▸ **SELECTED TEXT**
........
Forum: Socialising improves mental well-being

Some people are understandably cautious about phase two of Singapore's reopening (Defer letting people from different households dine together at restaurants, by Mr Stephen Chua; and Two areas of concern as Singapore enters phase two, by Mr Ang Miah Boon, both June 18).

However, I am not in favour of placing more restrictions on what we can or cannot do in phase two.

I applaud the Government's decision to initiate phase two before the end of this month. The infection numbers within the community have been low enough for us to have the confidence to go into the next phase earlier.

The authorities have also stepped up community testing and have enhanced contact tracing efforts.

Stringent measures in terms of the dos and the don'ts of various activities under phase two are in place.

Therefore, there is little reason to fear the spread of the virus, and it is now up to every individual to practise personal and social responsibility.

There has been debate recently on which is more important: lives or livelihoods.

While some people have argued that lives are more important than the economy, they have overlooked the fact that the pandemic has also taken a massive social and psychological toll.

Many people have been cooped up at home for the last few months and unable to meet their friends and family. We should not further extend the restrictions on people meeting socially with others. Activities such as dining with friends can improve one's mental well-being.

Mr Ang's concerns about children going to playgrounds and bookshops can be resolved by having closer parental supervision and retail shops making hand sanitisers available.

Human beings need sufficient social and psychological space in order for them to maintain a sense of well-being. Putting more restrictions in place or delaying the full reopening of our society and economy will only add to the damage that we have already suffered.
........
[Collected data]
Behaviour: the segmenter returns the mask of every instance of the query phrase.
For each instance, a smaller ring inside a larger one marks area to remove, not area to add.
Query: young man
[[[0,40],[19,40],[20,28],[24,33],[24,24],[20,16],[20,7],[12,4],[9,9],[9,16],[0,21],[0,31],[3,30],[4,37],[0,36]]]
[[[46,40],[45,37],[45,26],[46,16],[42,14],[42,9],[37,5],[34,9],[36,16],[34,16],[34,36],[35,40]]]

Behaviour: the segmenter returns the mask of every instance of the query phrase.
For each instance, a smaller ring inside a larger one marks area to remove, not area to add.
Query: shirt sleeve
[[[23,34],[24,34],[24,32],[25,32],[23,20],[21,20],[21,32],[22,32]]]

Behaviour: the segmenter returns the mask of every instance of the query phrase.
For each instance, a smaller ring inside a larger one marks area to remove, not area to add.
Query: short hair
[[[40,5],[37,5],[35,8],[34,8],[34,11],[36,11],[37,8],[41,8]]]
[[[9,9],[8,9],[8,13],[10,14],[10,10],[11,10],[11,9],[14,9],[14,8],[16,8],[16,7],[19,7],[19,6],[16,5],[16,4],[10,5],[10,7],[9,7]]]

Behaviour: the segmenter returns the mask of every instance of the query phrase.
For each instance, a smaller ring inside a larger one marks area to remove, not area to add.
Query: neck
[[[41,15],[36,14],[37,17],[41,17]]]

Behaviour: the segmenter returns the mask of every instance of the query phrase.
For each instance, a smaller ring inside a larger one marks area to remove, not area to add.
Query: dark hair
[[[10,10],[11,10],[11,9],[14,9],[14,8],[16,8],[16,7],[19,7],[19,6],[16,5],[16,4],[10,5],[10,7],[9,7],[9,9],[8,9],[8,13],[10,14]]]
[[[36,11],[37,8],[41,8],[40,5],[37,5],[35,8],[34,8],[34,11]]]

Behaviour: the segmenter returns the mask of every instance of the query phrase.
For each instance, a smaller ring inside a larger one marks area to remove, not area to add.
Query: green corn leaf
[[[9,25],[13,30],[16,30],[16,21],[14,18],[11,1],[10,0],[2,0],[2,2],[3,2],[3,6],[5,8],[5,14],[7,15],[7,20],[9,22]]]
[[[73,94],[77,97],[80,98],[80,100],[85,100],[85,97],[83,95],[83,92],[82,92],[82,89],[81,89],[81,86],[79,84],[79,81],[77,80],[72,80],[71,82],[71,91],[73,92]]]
........
▸ **EXERCISE**
Transcribe the entire forum letter on socialising and mental well-being, keeping every word and line as it appears in the original.

▸ **SOLUTION BELOW**
Forum: Socialising improves mental well-being

Some people are understandably cautious about phase two of Singapore's reopening (Defer letting people from different households dine together at restaurants, by Mr Stephen Chua; and Two areas of concern as Singapore enters phase two, by Mr Ang Miah Boon, both June 18).

However, I am not in favour of placing more restrictions on what we can or cannot do in phase two.

I applaud the Government's decision to initiate phase two before the end of this month. The infection numbers within the community have been low enough for us to have the confidence to go into the next phase earlier.

The authorities have also stepped up community testing and have enhanced contact tracing efforts.

Stringent measures in terms of the dos and the don'ts of various activities under phase two are in place.

Therefore, there is little reason to fear the spread of the virus, and it is now up to every individual to practise personal and social responsibility.

There has been debate recently on which is more important: lives or livelihoods.

While some people have argued that lives are more important than the economy, they have overlooked the fact that the pandemic has also taken a massive social and psychological toll.

Many people have been cooped up at home for the last few months and unable to meet their friends and family. We should not further extend the restrictions on people meeting socially with others. Activities such as dining with friends can improve one's mental well-being.

Mr Ang's concerns about children going to playgrounds and bookshops can be resolved by having closer parental supervision and retail shops making hand sanitisers available.

Human beings need sufficient social and psychological space in order for them to maintain a sense of well-being. Putting more restrictions in place or delaying the full reopening of our society and economy will only add to the damage that we have already suffered.